### Task brief
Return the lines below exactly, starting with the line that contains "Could you spot the reflection" and stopping after the last line.

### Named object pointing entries

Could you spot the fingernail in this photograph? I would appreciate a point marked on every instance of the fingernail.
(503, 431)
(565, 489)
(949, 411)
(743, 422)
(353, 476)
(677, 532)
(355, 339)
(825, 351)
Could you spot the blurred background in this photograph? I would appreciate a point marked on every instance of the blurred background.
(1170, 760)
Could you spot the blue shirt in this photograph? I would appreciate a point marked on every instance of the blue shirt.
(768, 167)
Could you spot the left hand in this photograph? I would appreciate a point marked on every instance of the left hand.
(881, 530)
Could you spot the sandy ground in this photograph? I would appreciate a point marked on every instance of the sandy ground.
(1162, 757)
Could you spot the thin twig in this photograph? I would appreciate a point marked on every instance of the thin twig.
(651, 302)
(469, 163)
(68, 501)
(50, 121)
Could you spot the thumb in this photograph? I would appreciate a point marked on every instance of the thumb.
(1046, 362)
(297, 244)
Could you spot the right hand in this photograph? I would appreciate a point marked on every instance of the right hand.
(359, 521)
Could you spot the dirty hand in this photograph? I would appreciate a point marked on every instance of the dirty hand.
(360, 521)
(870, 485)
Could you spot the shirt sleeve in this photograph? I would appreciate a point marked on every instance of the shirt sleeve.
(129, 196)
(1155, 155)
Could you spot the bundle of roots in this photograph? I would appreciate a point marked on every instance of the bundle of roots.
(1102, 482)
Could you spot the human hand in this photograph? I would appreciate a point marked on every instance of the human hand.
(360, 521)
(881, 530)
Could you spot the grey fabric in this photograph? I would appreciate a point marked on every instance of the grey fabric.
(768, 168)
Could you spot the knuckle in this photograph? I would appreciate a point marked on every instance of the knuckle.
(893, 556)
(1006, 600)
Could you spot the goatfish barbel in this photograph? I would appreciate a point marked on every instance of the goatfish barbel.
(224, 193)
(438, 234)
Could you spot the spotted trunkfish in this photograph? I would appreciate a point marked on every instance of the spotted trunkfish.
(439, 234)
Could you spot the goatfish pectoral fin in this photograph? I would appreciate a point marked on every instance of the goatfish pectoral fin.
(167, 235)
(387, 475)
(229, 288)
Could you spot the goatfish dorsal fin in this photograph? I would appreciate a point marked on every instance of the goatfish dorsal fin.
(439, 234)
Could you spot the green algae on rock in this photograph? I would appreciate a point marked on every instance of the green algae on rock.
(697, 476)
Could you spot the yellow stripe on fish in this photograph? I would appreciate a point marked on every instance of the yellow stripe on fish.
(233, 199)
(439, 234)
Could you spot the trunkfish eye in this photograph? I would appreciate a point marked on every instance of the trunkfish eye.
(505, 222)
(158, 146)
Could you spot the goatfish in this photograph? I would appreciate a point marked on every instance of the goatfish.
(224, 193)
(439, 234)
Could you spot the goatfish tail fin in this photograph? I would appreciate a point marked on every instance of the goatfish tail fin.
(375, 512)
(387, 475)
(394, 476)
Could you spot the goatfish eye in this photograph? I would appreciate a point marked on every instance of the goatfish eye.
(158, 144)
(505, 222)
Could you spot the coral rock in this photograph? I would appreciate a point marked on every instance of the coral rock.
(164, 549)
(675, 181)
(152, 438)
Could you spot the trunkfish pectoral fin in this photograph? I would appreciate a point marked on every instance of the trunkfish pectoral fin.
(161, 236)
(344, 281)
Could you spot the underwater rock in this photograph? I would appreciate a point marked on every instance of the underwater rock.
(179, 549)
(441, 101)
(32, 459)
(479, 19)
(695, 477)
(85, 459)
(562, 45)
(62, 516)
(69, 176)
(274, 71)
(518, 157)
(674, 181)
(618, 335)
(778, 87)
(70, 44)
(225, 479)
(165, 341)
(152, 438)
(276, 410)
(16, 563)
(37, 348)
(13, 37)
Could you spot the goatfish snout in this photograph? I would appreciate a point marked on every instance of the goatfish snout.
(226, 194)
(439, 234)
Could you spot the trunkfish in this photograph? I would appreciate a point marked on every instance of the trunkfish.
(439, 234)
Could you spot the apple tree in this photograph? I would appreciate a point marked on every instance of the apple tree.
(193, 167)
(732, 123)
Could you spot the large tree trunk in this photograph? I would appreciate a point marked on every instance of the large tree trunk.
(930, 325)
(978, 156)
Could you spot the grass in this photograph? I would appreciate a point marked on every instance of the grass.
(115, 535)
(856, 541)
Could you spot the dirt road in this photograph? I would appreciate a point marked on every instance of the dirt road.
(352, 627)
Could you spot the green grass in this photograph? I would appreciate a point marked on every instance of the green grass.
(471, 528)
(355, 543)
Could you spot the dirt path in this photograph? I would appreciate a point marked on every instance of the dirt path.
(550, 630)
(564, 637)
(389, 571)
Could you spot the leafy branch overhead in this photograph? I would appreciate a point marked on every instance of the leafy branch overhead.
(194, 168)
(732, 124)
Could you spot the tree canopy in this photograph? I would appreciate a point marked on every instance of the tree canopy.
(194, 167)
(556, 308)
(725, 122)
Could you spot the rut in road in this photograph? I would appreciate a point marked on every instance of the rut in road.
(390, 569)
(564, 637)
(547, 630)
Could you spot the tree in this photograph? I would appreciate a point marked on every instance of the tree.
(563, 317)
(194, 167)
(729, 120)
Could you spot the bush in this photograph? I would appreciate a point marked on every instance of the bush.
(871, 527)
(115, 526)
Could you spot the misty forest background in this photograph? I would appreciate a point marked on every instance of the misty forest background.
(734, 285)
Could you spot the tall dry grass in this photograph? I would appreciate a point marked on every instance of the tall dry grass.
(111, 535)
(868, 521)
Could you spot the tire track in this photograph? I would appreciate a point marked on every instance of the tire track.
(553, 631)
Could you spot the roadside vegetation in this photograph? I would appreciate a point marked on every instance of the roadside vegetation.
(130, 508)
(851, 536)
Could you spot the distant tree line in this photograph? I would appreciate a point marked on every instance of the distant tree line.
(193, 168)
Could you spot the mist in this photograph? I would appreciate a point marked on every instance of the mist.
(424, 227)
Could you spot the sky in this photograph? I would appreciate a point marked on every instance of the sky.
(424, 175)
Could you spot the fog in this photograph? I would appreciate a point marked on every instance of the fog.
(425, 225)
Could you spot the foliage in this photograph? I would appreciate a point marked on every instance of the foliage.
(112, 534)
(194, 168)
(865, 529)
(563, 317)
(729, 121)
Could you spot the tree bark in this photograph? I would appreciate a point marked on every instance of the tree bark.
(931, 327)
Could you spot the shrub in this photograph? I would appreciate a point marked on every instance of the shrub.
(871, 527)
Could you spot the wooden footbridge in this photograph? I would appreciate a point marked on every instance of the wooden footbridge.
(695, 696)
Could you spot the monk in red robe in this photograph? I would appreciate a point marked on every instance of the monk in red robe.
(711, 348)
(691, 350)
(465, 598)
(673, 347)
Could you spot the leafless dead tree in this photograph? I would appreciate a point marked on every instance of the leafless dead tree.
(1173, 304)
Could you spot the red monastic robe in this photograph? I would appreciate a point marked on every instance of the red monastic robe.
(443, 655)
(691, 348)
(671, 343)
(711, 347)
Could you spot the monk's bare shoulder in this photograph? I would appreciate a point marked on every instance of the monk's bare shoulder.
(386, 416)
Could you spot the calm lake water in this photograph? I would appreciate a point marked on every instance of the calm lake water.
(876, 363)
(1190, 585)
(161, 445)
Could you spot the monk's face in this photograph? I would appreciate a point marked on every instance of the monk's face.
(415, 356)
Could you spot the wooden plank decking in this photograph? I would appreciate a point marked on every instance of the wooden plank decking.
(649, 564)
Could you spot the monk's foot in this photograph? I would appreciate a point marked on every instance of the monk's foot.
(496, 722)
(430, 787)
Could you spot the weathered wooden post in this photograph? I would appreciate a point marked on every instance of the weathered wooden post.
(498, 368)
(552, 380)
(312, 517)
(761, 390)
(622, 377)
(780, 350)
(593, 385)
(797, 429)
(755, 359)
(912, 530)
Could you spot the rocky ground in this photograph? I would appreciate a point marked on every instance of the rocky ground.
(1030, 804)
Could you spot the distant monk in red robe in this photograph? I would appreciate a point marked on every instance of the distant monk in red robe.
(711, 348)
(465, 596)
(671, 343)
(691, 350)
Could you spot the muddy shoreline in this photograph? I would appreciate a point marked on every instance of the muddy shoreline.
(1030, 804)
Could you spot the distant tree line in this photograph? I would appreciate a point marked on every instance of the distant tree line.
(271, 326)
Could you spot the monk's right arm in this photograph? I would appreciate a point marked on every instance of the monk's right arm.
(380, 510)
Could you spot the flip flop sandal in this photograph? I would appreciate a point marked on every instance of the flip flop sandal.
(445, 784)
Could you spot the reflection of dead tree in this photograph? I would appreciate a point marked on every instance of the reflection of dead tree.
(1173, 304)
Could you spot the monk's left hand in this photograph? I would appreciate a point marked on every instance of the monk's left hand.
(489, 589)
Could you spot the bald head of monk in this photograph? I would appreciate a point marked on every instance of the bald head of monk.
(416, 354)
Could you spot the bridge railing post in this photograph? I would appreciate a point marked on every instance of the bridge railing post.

### Exercise answer
Could you spot the reflection of dead tree in this photograph? I would appreciate a point marked on every instance of the reflection of dead tree.
(1173, 304)
Could you spot the monk's left hand in this photograph? I would appreciate a point marked on every instance of the monk's left hand.
(489, 589)
Could you spot the bald head of monk in this photograph? I would appreciate a point marked on every instance of the bald head of monk.
(416, 354)
Could you spot the bridge railing post in this photograph? I would appreciate a point marked on every instance of the bridge railing post.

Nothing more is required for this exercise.